**WHAT THE TASK REQUIRES:**
In the asthma text, rewrite the stretch from "By twitchy, we" through "asthma is non-allergic.", changing "dust mites" to "house dust mites".

**EXTRACT PROVIDED:**

------------

Anyway, underlying airway inflammation makes airways hypersensitive this way. Other terms used to describe this are hyperactive or twitchy. Hyperactive airways are twitchy in response to asthma triggers.

By twitchy, we mean that bronchial smooth muscle spasm. Mucus glands become irritated and secrete excessive mucus. The combination of these effects obstruct airways. This causes airflow limitation and asthma symptoms.

Do all asthmatics have allergies?

Allergies cause asthmatics to develop sensitivities to allergens. Examples include sensitivities to dust mites, pollen, mold spores, animal dander, and some foods. When you have a sensitivity to allergens, exposure to them may trigger asthma symptoms. It may cause hyperactive airways to spasm and constrict.

However, not all asthmatics have allergies. And even if you don’t have allergies, if you have asthma then you always have hyperactive airways. It’s just that the cause is something else instead of allergies. In fact, most childhood-onset asthma is allergic and most adult-onset asthma is non-allergic.

How inflammation differs in asthma subtypes

There are now many known subgroups (phenotypes) of asthma. Allergic asthma is one. Eosinophilic Asthma is another. Both of these fall under the subheading and umbrella subgroup Th2 Dominant Asthma.

These subgroups generally respond to traditional asthma medicines or a combination of traditional asthma medicines and biologics. These work to reduce this underlying airway inflammation. They make airways less twitchy, which helps them obtain good asthma control.

Control means that asthma symptoms occur rarely, and are less severe and easier to control or reverse when they do occur.

Other subgroups are caused by a different type of inflammation. It may be Th1 Dominant or non-Th2 Dominant. It may be caused by neutrophils. Perhaps it's Paucigrranulocytic Asthma, which is inflammation caused by the cells themselves. All of these special subgroups of asthma still involve underlying airway inflammation.

------------

**DATASET:**
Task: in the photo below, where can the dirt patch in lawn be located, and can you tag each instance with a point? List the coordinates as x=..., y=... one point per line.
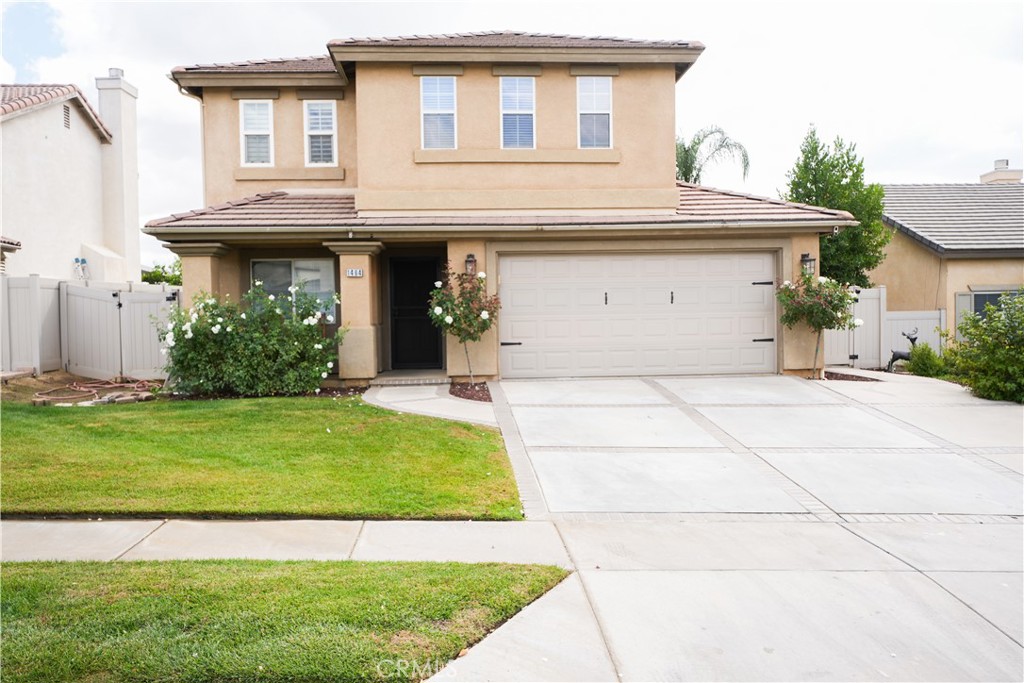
x=477, y=391
x=849, y=378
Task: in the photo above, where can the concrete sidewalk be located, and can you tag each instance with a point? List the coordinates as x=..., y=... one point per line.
x=433, y=400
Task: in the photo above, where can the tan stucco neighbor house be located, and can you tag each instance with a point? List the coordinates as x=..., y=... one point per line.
x=545, y=161
x=955, y=247
x=70, y=188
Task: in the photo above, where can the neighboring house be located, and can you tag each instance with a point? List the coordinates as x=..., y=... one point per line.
x=956, y=247
x=71, y=180
x=547, y=162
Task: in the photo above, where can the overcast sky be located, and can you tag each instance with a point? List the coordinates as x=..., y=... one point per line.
x=929, y=91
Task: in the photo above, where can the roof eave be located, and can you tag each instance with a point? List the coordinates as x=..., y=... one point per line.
x=194, y=82
x=84, y=108
x=366, y=225
x=676, y=55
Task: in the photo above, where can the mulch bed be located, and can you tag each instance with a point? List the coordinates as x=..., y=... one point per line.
x=478, y=391
x=849, y=378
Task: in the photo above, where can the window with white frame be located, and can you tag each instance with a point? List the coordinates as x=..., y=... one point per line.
x=315, y=274
x=322, y=132
x=256, y=118
x=594, y=104
x=437, y=112
x=517, y=112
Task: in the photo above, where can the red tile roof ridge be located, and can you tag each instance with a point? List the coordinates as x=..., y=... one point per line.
x=731, y=193
x=13, y=100
x=251, y=62
x=524, y=34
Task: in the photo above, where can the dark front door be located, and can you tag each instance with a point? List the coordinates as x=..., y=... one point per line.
x=415, y=341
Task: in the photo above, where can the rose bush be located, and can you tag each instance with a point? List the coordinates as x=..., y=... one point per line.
x=461, y=306
x=268, y=345
x=821, y=303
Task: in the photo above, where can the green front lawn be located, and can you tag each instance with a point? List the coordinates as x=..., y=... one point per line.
x=249, y=621
x=336, y=458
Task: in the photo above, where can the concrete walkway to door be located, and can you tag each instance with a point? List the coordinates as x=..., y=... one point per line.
x=766, y=528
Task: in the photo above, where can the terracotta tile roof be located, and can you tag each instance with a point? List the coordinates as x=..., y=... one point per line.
x=20, y=98
x=318, y=63
x=489, y=39
x=958, y=218
x=698, y=207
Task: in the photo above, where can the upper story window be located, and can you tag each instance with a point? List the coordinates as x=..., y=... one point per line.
x=256, y=118
x=437, y=112
x=594, y=104
x=517, y=113
x=321, y=132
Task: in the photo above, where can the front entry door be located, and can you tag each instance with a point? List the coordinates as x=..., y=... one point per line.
x=416, y=343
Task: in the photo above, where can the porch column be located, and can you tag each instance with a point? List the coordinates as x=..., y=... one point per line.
x=799, y=343
x=483, y=353
x=358, y=269
x=200, y=267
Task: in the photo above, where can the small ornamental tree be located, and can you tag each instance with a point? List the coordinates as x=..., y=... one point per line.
x=269, y=345
x=461, y=306
x=820, y=303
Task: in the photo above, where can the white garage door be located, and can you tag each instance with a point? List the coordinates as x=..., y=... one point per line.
x=583, y=315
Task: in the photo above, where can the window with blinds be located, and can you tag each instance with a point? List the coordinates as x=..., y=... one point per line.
x=594, y=104
x=437, y=112
x=322, y=133
x=517, y=112
x=256, y=118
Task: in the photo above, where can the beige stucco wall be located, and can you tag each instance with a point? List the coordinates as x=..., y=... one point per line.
x=225, y=178
x=916, y=279
x=396, y=176
x=52, y=194
x=913, y=275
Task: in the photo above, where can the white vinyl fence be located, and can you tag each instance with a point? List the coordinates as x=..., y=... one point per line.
x=871, y=344
x=96, y=330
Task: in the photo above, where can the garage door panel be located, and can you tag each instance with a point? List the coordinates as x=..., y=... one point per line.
x=666, y=313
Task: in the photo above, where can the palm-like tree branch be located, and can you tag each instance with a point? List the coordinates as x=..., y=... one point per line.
x=708, y=144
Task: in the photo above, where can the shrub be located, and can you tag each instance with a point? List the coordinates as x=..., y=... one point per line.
x=267, y=346
x=460, y=305
x=989, y=358
x=925, y=361
x=820, y=303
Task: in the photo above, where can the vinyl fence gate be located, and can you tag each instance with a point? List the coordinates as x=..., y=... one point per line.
x=113, y=333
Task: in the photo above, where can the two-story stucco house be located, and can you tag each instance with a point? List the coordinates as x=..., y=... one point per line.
x=545, y=161
x=71, y=180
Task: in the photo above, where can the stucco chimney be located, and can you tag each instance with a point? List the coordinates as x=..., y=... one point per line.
x=120, y=160
x=1001, y=174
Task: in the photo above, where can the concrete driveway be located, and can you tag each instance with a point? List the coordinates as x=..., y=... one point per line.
x=766, y=528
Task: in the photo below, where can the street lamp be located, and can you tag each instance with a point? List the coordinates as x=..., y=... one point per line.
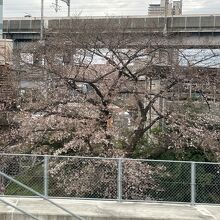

------------

**SOLVED EXERCISE:**
By twitchy, we mean that bronchial smooth muscle spasm. Mucus glands become irritated and secrete excessive mucus. The combination of these effects obstruct airways. This causes airflow limitation and asthma symptoms.

Do all asthmatics have allergies?

Allergies cause asthmatics to develop sensitivities to allergens. Examples include sensitivities to house dust mites, pollen, mold spores, animal dander, and some foods. When you have a sensitivity to allergens, exposure to them may trigger asthma symptoms. It may cause hyperactive airways to spasm and constrict.

However, not all asthmatics have allergies. And even if you don’t have allergies, if you have asthma then you always have hyperactive airways. It’s just that the cause is something else instead of allergies. In fact, most childhood-onset asthma is allergic and most adult-onset asthma is non-allergic.